[Stored entries]

^^^^^^^^

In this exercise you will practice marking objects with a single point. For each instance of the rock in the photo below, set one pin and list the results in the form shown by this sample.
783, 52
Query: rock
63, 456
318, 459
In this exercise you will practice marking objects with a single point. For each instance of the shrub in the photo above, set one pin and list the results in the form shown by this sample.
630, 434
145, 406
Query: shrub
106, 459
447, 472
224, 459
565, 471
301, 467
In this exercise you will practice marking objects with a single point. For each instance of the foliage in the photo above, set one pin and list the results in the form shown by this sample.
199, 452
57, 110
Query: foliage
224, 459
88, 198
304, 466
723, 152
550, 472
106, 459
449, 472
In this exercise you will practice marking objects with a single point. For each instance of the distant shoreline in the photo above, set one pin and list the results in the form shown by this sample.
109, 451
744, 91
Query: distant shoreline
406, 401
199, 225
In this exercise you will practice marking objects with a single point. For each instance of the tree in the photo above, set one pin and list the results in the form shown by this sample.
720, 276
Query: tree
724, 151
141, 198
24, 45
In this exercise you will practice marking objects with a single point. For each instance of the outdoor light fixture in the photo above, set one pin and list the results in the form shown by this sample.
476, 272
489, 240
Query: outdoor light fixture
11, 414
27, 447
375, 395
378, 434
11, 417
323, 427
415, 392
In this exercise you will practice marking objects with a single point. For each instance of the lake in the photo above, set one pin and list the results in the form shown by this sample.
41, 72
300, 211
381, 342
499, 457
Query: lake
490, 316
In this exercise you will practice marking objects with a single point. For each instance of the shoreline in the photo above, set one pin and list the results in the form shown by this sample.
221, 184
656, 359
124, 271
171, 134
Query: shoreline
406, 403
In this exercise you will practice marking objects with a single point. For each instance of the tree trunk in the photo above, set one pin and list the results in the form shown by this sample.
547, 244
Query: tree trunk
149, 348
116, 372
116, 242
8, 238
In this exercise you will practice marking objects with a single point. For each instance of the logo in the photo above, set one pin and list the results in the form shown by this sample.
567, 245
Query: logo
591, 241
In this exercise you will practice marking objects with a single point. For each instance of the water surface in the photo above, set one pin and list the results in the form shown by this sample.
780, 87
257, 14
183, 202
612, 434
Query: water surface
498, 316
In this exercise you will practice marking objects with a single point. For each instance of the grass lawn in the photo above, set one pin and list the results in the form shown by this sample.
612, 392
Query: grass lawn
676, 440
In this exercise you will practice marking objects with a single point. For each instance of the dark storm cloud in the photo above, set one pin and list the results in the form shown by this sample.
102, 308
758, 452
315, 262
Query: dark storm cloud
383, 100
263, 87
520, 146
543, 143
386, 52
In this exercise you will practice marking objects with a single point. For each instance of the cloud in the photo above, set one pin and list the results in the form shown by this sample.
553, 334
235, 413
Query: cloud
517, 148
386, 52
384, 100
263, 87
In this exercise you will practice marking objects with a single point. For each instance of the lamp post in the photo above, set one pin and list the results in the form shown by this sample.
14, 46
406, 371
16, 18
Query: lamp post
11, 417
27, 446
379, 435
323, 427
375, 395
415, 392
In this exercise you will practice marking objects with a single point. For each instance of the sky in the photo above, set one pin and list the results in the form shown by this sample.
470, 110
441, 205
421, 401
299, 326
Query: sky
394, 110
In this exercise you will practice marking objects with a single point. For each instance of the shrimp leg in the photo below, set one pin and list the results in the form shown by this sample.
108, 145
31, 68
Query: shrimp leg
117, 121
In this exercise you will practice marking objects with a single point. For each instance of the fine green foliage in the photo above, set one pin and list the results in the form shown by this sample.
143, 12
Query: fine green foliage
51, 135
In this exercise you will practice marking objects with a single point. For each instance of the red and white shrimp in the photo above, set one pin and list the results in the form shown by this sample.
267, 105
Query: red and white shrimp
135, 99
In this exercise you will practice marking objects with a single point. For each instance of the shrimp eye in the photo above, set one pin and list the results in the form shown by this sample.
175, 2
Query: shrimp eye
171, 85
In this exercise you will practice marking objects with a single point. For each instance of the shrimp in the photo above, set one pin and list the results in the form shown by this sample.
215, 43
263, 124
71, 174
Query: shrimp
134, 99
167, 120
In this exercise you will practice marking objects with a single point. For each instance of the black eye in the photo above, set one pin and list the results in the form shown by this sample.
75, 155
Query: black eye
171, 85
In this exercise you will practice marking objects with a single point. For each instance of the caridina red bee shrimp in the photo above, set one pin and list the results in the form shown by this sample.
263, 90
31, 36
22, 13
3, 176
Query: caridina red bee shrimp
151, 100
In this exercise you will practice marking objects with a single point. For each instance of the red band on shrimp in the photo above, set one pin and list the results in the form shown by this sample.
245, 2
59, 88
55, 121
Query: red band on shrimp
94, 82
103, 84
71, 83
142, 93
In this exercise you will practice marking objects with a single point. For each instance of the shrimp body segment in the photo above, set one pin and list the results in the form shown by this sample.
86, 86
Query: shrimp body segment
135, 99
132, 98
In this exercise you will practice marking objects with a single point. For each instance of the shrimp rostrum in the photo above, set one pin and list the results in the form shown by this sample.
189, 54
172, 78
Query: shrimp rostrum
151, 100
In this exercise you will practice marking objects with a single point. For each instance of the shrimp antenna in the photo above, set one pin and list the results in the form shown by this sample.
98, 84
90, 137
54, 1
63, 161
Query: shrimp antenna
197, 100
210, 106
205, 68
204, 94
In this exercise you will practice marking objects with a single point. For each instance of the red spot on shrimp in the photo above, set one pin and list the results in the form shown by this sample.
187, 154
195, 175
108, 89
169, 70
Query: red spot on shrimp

^^^^^^^^

[To be done]: Find the line containing "the shrimp antenna", then output it and every line after it to the end of the data, exactly.

[Answer below]:
In this exercise you will practice marking objects with a single point. For each instance of the shrimp antenna in the photo above, set one pin and list the results in the form shown by this sample.
98, 84
90, 137
54, 1
63, 161
Query: shrimp antenna
197, 100
210, 106
205, 68
204, 94
In this exercise you will practice marking objects with a single point. For each instance of the red spot on shrimp in the photo above, set one pin and list the results in the form shown by this sample.
187, 154
195, 175
108, 89
169, 70
Query: red spot on shrimp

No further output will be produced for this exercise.